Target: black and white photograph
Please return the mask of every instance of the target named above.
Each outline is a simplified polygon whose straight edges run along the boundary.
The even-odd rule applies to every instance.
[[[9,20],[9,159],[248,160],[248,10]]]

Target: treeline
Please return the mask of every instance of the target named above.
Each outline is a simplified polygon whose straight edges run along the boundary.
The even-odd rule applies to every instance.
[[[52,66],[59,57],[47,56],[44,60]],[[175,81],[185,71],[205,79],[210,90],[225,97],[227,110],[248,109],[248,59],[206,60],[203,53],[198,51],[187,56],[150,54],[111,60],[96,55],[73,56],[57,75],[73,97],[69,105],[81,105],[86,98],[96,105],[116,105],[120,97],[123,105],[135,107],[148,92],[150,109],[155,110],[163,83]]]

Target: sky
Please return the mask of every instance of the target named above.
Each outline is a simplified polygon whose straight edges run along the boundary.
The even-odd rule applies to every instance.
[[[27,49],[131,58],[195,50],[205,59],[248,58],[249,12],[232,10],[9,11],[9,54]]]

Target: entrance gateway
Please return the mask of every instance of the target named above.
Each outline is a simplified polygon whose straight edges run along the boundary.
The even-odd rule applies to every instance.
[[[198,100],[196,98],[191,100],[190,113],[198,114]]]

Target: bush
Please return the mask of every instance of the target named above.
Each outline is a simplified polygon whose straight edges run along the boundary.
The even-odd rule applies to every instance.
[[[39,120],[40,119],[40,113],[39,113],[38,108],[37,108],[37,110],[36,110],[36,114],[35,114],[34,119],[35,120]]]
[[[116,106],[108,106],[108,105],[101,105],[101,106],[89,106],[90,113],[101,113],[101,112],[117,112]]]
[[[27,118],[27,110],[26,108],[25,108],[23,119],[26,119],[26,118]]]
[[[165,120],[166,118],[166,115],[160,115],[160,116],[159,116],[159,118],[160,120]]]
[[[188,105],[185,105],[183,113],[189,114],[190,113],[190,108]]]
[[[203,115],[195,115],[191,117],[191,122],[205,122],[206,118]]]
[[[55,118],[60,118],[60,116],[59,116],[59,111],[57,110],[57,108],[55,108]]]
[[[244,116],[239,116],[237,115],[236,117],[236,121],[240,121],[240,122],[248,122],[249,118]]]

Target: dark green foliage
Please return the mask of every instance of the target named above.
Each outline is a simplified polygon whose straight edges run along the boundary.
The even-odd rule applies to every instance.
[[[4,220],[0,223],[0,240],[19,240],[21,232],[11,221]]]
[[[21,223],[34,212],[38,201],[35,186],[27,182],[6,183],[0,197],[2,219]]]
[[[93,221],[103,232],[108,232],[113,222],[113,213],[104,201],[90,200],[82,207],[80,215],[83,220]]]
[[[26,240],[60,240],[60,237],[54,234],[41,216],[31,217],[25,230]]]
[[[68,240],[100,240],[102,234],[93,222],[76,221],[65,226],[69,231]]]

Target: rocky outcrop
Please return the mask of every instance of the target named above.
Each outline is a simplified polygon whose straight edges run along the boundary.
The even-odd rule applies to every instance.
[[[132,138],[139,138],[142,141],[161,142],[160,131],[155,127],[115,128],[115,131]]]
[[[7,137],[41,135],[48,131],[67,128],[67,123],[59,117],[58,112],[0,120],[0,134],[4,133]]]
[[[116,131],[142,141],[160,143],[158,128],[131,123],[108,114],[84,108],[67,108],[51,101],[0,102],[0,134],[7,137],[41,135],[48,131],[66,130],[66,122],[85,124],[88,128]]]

########

WHAT TO DO:
Convert every line of the entries above into a Markdown table with two columns, Number and Content, numbering the rows in order and leaving out blank lines.

WRITTEN RESPONSE:
| Number | Content |
|---|---|
| 1 | Target: black and white photograph |
| 2 | Please return the mask of every instance of the target named above. |
| 3 | Each outline is a simplified polygon whose straight edges run along the boundary. |
| 4 | The even-odd rule applies to every instance. |
| 5 | [[[9,20],[9,159],[248,160],[248,10]]] |
| 6 | Target: treeline |
| 7 | Please return the mask of every instance of the target named above. |
| 8 | Each outline is a simplified polygon whose straight edges run along the boundary. |
| 9 | The even-odd rule applies to every instance. |
| 10 | [[[52,66],[59,57],[47,56],[44,60]],[[175,81],[185,71],[205,79],[210,90],[225,97],[227,110],[248,109],[248,59],[206,60],[203,53],[198,51],[187,56],[150,54],[111,60],[96,55],[73,56],[57,75],[73,97],[69,105],[81,105],[86,98],[96,105],[116,105],[120,97],[123,105],[135,107],[148,92],[150,109],[155,110],[163,83]]] |
| 11 | Target: sky |
| 12 | Please return the mask of every instance of the target named above. |
| 13 | Each outline is a simplified polygon whose straight edges run along the boundary. |
| 14 | The even-odd rule applies to every instance. |
| 15 | [[[27,49],[131,58],[195,50],[205,59],[248,58],[249,12],[232,10],[9,11],[9,54]]] |
| 16 | Target: entrance gateway |
| 17 | Please return the mask of every instance of the target named above. |
| 18 | Each outline is a simplified polygon whose straight edges run along the boundary. |
| 19 | The even-odd rule applies to every instance. |
| 20 | [[[198,100],[196,98],[191,100],[190,113],[198,114]]] |
| 21 | Target: bush |
| 22 | Please return the mask of every instance of the target named above. |
| 23 | Each outline is a simplified polygon whose straight edges run along the boundary. |
| 24 | The even-odd rule applies to every instance. |
| 25 | [[[39,120],[40,119],[40,113],[39,113],[38,108],[37,108],[37,110],[36,110],[36,114],[35,114],[34,119],[35,120]]] |
| 26 | [[[116,106],[108,106],[108,105],[101,105],[101,106],[89,106],[90,113],[101,113],[101,112],[117,112]]] |
| 27 | [[[27,118],[27,110],[26,108],[25,108],[23,119],[26,119],[26,118]]] |
| 28 | [[[165,120],[166,118],[166,115],[160,115],[160,116],[159,116],[159,118],[160,120]]] |
| 29 | [[[188,105],[185,105],[183,113],[189,114],[190,113],[190,108]]] |
| 30 | [[[203,115],[195,115],[191,117],[191,122],[205,122],[206,118]]] |
| 31 | [[[55,118],[60,118],[60,116],[59,116],[59,111],[57,110],[57,108],[55,108]]] |
| 32 | [[[244,116],[239,116],[237,115],[236,117],[236,121],[240,121],[240,122],[248,122],[249,118]]] |
| 33 | Target: dark green foliage |
| 34 | Please return the mask of every instance of the target named above. |
| 35 | Each outline is a simplified polygon whose straight edges run along the boundary. |
| 36 | The even-odd rule applies to every instance. |
| 37 | [[[4,220],[0,223],[0,240],[19,240],[21,232],[11,221]]] |
| 38 | [[[21,223],[34,212],[38,201],[35,186],[27,182],[6,183],[0,197],[2,219]]] |
| 39 | [[[93,221],[103,232],[108,232],[113,222],[113,213],[104,201],[90,200],[82,207],[80,215],[83,220]]] |
| 40 | [[[26,240],[60,240],[60,237],[54,234],[41,216],[31,217],[25,230]]] |
| 41 | [[[68,240],[100,240],[102,234],[93,222],[76,221],[65,226],[69,231]]] |
| 42 | Target: rocky outcrop |
| 43 | Please return the mask of every instance of the target named above. |
| 44 | Each outline is a simplified polygon whose straight edges run along the boundary. |
| 45 | The even-odd rule applies to every instance. |
| 46 | [[[132,138],[139,138],[142,141],[161,142],[160,131],[155,127],[115,128],[115,131]]] |
| 47 | [[[7,137],[41,135],[48,131],[67,128],[67,123],[59,117],[58,112],[0,120],[0,134],[4,133]]] |
| 48 | [[[116,131],[142,141],[160,143],[158,128],[131,123],[108,114],[84,108],[67,108],[51,101],[0,102],[0,134],[7,137],[41,135],[48,131],[66,130],[66,122],[85,124],[88,128]]] |